§ **Aim of the task**
Transcribe the listing exactly, leaving out every picture.

[Stored entries]
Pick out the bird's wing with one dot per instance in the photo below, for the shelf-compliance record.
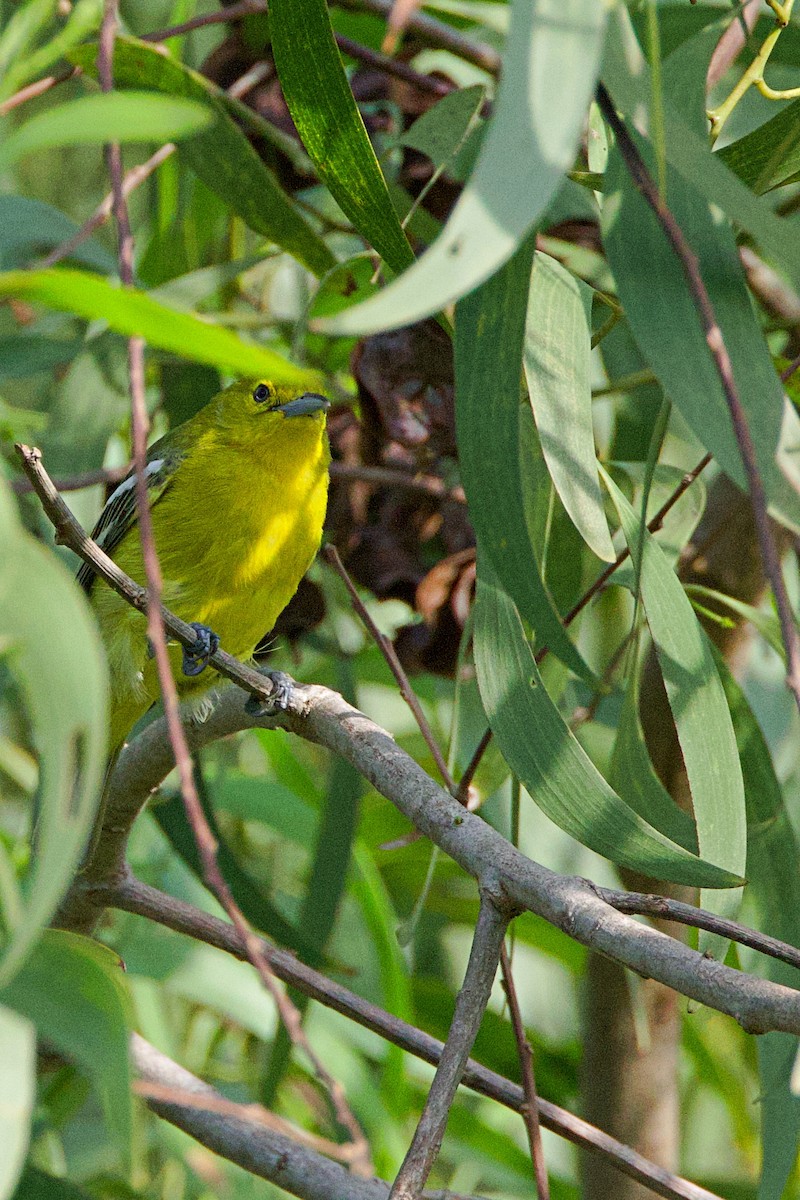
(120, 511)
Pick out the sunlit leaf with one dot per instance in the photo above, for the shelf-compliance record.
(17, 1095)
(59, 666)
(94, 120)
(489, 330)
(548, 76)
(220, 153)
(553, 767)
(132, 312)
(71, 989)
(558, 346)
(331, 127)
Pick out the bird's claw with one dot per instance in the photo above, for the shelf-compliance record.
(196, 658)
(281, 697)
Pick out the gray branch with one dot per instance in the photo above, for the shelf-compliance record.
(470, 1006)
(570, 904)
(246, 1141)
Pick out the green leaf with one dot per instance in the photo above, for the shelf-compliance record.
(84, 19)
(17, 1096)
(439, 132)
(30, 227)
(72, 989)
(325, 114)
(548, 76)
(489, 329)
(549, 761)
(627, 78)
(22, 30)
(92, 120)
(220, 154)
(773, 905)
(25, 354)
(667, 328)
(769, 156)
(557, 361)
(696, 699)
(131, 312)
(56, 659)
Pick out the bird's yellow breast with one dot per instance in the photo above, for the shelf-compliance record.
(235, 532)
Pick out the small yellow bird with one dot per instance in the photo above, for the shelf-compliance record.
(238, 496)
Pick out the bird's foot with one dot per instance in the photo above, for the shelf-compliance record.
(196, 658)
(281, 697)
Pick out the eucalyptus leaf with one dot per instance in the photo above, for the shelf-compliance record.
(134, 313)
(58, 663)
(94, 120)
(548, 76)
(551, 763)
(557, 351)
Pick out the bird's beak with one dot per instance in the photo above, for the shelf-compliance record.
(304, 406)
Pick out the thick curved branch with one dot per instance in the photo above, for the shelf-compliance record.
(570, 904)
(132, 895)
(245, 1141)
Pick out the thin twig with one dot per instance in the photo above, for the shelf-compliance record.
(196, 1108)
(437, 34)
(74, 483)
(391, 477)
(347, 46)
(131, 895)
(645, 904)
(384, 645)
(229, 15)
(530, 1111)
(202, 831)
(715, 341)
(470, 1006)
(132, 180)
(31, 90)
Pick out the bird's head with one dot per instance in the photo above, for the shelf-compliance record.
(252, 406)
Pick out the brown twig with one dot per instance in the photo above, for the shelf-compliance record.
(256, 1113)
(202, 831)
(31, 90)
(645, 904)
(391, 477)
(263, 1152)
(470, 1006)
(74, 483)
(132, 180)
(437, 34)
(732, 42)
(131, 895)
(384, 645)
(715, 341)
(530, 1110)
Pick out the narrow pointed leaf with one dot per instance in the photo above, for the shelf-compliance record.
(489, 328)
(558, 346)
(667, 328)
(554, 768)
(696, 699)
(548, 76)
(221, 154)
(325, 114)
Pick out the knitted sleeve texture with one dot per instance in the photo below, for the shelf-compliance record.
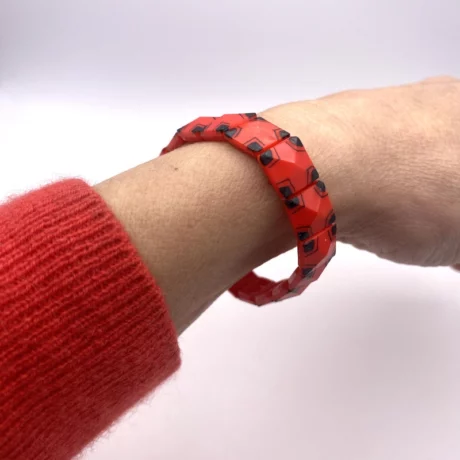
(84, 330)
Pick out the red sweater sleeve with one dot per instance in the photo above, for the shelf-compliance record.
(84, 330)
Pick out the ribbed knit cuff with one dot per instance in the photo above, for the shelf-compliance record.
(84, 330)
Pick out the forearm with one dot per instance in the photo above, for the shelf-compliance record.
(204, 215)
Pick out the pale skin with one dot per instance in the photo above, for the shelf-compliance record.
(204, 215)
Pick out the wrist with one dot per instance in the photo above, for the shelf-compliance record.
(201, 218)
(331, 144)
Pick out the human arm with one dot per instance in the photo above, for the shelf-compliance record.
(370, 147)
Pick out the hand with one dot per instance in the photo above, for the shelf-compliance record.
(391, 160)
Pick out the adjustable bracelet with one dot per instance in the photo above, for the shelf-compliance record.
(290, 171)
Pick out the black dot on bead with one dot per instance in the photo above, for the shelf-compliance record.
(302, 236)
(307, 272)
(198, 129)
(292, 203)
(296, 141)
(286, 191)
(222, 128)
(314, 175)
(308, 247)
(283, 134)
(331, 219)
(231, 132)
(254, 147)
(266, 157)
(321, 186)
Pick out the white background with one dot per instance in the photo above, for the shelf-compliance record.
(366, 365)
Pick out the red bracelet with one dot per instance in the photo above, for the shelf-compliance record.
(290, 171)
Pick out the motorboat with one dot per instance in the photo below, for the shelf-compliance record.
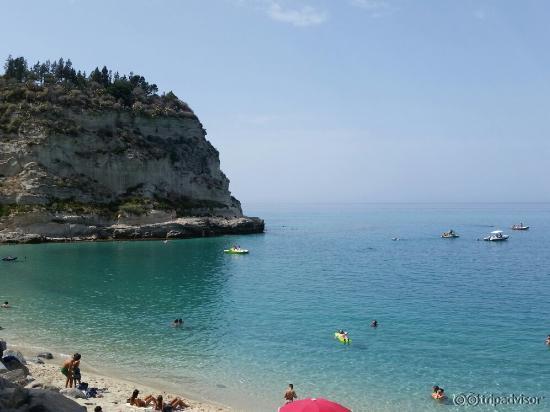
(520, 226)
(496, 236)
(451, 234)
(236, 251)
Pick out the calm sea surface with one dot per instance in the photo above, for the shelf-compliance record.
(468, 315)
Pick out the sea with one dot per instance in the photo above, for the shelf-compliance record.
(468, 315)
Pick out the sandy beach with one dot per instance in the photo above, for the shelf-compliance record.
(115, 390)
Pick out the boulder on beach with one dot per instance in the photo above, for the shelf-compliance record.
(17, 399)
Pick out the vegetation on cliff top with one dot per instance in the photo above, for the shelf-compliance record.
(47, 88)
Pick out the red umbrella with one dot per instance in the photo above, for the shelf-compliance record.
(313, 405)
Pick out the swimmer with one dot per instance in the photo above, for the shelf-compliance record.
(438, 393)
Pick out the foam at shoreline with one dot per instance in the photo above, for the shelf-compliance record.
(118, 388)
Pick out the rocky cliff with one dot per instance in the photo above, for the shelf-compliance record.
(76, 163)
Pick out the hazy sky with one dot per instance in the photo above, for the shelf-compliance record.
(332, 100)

§ **Expected output**
Pick out the bird's wing with one dot per instance in the photo below, for the shelf-compliance record.
(120, 511)
Pick out the sunlit leaf with one dot per instance in the photo above, for the shelf-compliance record.
(17, 1095)
(59, 666)
(94, 120)
(489, 330)
(548, 76)
(220, 153)
(553, 767)
(132, 312)
(71, 989)
(558, 346)
(331, 127)
Pick out the bird's claw with one dot per instance in the photo above, for the shelf-compliance record.
(196, 658)
(281, 697)
Pick out the gray branch with one dot per instance in the photo above, for the shelf-compliance record.
(470, 1006)
(570, 904)
(246, 1141)
Pick out the green leaf with one dot per instance in the photo above, for the shelf-compliance record.
(84, 19)
(17, 1096)
(439, 132)
(30, 227)
(72, 989)
(325, 114)
(548, 76)
(489, 329)
(549, 761)
(627, 78)
(22, 30)
(92, 120)
(220, 154)
(773, 905)
(25, 354)
(667, 328)
(769, 156)
(557, 361)
(696, 699)
(131, 312)
(56, 659)
Pick out the bird's yellow breast with one dot per instance in the photo above, for the shelf-compliance record.
(235, 532)
Pick out the small yellow bird with one dot per instance in the photo above, for the shelf-compliance record.
(238, 496)
Pick out the bird's foot with one dot per instance in the photo above, for the shelf-compliance record.
(196, 658)
(281, 697)
Pick out the eucalyptus leaf with one dot per instance in the photo above, for the shelf-compliance record.
(134, 313)
(58, 663)
(94, 120)
(548, 76)
(551, 763)
(557, 351)
Pick out the bird's beak with one dot per instance in the photo above, for the shelf-compliance record.
(304, 406)
Pick out the thick curved branch with one dot per instance in the photo above, for the shelf-compliance record.
(570, 904)
(132, 895)
(245, 1141)
Pick out the thin twig with one dot per instance in the photo above, for the shelf-compliance record.
(196, 1108)
(437, 34)
(74, 483)
(391, 477)
(347, 46)
(131, 895)
(645, 904)
(384, 645)
(229, 15)
(530, 1111)
(202, 831)
(715, 341)
(470, 1006)
(132, 180)
(31, 90)
Pick out the bird's head with one dot per instance in the photo above, for the shelf-compliance record.
(252, 406)
Pick out the brown twig with one dot per instance in the photo above, for the shelf-compliance record.
(256, 1113)
(202, 831)
(31, 90)
(645, 904)
(391, 477)
(263, 1152)
(470, 1006)
(74, 483)
(132, 180)
(437, 34)
(732, 42)
(131, 895)
(384, 645)
(715, 341)
(530, 1110)
Pick out the narrow pointed leaf with one dot per instance in the photo above, for the shelf-compliance record.
(489, 328)
(558, 346)
(667, 328)
(554, 768)
(696, 699)
(548, 76)
(221, 154)
(325, 114)
Pick out the knitted sleeve texture with one dot per instance in the photo below, for the shelf-compliance record.
(84, 330)
Pick out the red sweater sleeve with one dot per instance in the photo above, for the shelf-compliance record.
(84, 330)
Pick out the ribbed knit cuff with one dot per instance in the photo above, for the shelf-compliance record.
(84, 330)
Pick out the forearm with one dot per instance in the photo above, for the shelf-compliance record.
(204, 215)
Pick out the pale skin with one dot per instance in the photo above, for the shelf-compliance record.
(204, 215)
Pick out the wrist with one dot per instance in the photo above, for the shelf-compliance record.
(201, 218)
(331, 144)
Pick out the human arm with one dot per instance in the photo above, for the shelf-compliance record.
(370, 147)
Pick out the hand with one dot per instance in the photo above, for the shelf-compliance record.
(391, 160)
Pick out the adjustable bracelet with one dot per instance in the photo above, for the shelf-compliance record.
(290, 171)
Pick out the black dot on bead with one dot per instance in the photo above, for the shelf-compliance record.
(302, 236)
(307, 272)
(198, 129)
(292, 203)
(296, 141)
(286, 191)
(222, 128)
(314, 175)
(308, 247)
(283, 134)
(331, 219)
(231, 132)
(254, 147)
(266, 157)
(321, 186)
Pick out the white background with one dot per instance in the photo above, for the shelf-compliance record.
(366, 365)
Pick out the red bracelet with one dot per instance in the photo above, for the shelf-compliance record.
(290, 171)
Pick out the motorboat with one dot per instance in the photo below, for the shelf-compliance record.
(520, 226)
(496, 236)
(451, 234)
(236, 251)
Pick out the calm sea surface with one dot per instance in the photo above, for the shelf-compliance record.
(468, 315)
Pick out the sea with one dot per instance in the photo above, for the shelf-compliance record.
(468, 315)
Pick out the sandy beach with one dot per instance in the photo above, for the shelf-compliance record.
(115, 390)
Pick out the boulder on beach with one dot per instance in the photo above, for the shelf-compliance record.
(17, 399)
Pick out the vegetation on cliff top with one dot per instance in the photo above, for the shelf-compliance record.
(47, 88)
Pick out the red umbrella with one dot per instance in the photo above, for the shelf-compliance record.
(313, 405)
Pick out the swimmer with one dot per instance in the photo above, for the shelf-compliance record.
(438, 393)
Pick out the foam at shoreline with one dot per instance in the photo above, for the shelf-compliance record.
(118, 388)
Pick out the rocky cliff with one dot per instance in the photo above, for the shelf-compliance record.
(76, 163)
Pick out the hazy sky with one dot per instance in the photo above, for the shelf-compliance record.
(332, 100)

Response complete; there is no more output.